■ **DIRECTIVE A**: In the records below, copy out word for word the lines that start with the line containing "shoe, I would be grateful." and continue through the last line of the records.

About Us

Seabrook Village Foundation is a nonprofit organization dedicated to research, education, and the authentic portrayal of the Reconstruction culture and environment of its rural African-American community in coastal Georgia from 1865-1930.

THE SEABROOK COMMUNITY

Seabrook is a small coastal Georgia community located approximately 30 miles south of Savannah and 4 miles east of I-95’sExit 76. The Seabrook Community was one of the few areas that benefited from General William T. Sherman’s field order #15 also known as “40 acres and a mule.” By working and saving, many African-Americans amassed large land holdings in the coastal Georgia area that symbolized security and freedom. Their descendants farmed their land building the strong community of Seabrook centered on faith, hard work, self-determination, and education.

Until the mid-1970s when I-95 was constructed, Seabrook remained isolated and generationally intact. With the decline of small-scale agriculture and the incursion of development and industry in the rural South, Seabrook and communities like it faced cultural annihilation. Here in Seabrook, however, residents and descendants are working together to help our heritage survive.

The Seabrook School and other buildings from the community now share the site and have become symbolic of courage, commitment, and enlightenment. These buildings connect us to the past. They help us to remember, to understand, and to honor those whose determination, ingenuity, and pride built a future in spite of hardship.

■ **DIRECTIVE B**: Translate this sentence from the passage about the Seabrook community into Spanish: "Until the mid-1970s when I-95 was constructed, Seabrook remained isolated and generationally intact."

■ **RECORDS SUPPLIED**:
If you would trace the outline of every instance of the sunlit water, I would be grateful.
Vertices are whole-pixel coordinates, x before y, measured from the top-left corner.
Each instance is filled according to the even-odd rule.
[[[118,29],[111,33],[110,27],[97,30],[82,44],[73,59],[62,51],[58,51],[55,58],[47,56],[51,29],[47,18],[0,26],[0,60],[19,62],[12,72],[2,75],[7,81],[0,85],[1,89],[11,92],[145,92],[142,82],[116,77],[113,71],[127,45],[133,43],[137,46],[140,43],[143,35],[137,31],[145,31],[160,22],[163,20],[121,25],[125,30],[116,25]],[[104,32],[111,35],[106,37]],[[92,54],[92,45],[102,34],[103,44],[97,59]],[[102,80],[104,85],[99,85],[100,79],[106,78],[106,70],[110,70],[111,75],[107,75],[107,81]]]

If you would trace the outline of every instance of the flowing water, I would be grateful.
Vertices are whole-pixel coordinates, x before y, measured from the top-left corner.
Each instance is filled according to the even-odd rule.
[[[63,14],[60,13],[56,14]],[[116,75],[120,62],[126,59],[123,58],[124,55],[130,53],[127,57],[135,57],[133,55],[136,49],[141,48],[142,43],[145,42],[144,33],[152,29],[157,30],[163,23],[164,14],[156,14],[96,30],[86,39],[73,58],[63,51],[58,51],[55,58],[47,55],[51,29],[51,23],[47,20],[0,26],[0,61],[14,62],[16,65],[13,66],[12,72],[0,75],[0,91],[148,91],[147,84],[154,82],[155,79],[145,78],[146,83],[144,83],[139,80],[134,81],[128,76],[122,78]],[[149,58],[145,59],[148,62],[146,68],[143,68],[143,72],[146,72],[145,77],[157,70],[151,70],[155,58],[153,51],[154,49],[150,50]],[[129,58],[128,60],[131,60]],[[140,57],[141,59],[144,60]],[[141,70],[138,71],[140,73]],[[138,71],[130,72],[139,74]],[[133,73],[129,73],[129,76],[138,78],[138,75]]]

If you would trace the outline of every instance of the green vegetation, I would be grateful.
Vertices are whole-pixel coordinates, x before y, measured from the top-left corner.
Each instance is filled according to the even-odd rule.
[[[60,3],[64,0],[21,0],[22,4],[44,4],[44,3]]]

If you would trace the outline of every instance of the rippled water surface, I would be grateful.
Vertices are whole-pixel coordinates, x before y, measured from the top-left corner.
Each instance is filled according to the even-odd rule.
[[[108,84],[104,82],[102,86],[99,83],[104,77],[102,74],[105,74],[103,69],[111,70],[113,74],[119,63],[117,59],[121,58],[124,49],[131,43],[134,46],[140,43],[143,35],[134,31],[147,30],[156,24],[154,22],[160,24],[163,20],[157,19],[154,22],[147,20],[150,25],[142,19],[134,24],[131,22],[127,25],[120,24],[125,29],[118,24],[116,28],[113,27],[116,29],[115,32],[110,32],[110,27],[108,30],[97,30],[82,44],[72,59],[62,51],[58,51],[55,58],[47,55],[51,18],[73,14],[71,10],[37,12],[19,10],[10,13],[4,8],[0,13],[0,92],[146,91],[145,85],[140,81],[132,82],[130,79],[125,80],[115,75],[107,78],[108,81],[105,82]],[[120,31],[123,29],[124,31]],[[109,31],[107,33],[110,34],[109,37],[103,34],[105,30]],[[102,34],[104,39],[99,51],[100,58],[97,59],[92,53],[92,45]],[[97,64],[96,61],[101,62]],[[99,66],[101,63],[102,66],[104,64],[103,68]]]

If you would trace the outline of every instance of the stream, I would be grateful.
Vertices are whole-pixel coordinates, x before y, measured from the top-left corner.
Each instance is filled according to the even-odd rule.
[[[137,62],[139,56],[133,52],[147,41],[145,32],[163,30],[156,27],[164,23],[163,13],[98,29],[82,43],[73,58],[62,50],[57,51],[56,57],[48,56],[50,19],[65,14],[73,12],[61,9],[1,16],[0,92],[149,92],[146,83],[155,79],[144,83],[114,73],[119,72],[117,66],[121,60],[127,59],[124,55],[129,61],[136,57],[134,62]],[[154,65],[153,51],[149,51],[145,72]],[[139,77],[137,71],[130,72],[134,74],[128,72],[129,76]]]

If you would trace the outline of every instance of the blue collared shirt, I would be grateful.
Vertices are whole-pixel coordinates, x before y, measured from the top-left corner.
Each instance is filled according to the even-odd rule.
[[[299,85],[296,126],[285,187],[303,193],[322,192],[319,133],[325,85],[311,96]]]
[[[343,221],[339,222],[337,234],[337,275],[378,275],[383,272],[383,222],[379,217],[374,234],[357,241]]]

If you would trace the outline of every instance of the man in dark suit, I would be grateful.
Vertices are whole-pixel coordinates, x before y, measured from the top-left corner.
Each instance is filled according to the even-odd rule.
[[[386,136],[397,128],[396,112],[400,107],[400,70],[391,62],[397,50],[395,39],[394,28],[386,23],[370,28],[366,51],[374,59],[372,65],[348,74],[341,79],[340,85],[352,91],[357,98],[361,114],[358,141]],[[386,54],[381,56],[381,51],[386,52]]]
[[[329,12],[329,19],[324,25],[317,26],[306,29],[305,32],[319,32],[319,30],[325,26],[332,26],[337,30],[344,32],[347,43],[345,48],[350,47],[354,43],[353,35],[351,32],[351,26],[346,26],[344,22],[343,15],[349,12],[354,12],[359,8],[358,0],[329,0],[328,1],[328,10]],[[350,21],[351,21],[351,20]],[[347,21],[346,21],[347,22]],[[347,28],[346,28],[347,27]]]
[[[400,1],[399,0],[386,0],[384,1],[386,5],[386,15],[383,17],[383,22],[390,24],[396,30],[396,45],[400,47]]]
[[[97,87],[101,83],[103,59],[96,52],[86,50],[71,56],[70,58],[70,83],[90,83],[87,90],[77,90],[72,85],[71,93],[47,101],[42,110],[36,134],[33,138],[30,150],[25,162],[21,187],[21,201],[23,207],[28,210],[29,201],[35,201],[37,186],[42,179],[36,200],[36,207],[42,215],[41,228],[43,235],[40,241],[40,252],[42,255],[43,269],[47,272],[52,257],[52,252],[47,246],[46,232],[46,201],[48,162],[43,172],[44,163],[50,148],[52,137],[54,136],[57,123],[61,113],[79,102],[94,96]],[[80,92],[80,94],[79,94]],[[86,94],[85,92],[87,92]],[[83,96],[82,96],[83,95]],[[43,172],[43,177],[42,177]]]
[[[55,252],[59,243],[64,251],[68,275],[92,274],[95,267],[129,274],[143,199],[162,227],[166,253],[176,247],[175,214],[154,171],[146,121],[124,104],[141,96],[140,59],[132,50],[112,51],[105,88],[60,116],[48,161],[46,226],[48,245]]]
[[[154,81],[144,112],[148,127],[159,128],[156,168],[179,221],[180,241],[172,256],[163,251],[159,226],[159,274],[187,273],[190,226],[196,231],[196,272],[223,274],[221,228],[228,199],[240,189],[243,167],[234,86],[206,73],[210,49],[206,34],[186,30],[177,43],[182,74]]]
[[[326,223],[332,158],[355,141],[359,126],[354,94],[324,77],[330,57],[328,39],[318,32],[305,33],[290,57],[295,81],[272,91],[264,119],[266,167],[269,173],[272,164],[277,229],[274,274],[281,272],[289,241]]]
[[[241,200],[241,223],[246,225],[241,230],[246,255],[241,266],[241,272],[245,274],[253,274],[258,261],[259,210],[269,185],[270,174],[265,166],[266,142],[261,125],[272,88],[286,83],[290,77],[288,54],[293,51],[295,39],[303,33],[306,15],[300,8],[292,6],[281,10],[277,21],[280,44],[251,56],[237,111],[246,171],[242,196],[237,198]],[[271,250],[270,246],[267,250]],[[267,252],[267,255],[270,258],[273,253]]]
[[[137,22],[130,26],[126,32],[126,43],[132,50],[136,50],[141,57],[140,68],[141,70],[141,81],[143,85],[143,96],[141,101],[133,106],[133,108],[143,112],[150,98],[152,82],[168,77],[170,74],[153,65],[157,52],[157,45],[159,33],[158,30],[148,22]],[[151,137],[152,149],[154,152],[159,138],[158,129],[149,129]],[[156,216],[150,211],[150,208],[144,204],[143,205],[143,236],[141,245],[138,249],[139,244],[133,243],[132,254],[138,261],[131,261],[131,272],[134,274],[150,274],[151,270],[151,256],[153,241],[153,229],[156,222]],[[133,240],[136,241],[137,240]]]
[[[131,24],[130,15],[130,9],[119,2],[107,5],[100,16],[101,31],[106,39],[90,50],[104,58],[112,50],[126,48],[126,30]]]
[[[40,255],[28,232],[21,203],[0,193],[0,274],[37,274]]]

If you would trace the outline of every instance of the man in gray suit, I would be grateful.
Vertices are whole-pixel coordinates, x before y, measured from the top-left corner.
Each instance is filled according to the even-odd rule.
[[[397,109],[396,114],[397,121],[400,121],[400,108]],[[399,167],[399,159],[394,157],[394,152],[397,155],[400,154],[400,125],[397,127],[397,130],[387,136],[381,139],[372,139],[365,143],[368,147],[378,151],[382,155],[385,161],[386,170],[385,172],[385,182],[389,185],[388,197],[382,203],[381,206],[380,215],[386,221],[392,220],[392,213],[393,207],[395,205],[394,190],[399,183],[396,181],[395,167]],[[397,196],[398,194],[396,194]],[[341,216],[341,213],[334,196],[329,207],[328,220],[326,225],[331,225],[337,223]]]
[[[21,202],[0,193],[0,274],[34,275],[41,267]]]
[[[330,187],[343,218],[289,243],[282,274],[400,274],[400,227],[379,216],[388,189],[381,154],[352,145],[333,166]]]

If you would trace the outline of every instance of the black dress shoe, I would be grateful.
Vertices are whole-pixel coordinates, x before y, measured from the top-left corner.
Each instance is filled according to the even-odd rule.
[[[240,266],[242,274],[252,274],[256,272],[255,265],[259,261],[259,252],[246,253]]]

■ **WORKED ANSWER A**:
If you would trace the outline of every instance of the black dress shoe, I would be grateful.
Vertices are whole-pixel coordinates, x before y, measured from the top-left corner.
Each instance is filled according to the even-odd rule.
[[[240,266],[242,274],[252,274],[256,272],[255,265],[259,261],[259,252],[246,253]]]

■ **WORKED ANSWER B**: Hasta mediados de la década de 1970, cuando se construyó la I-95, Seabrook permaneció aislada e intacta de generación en generación.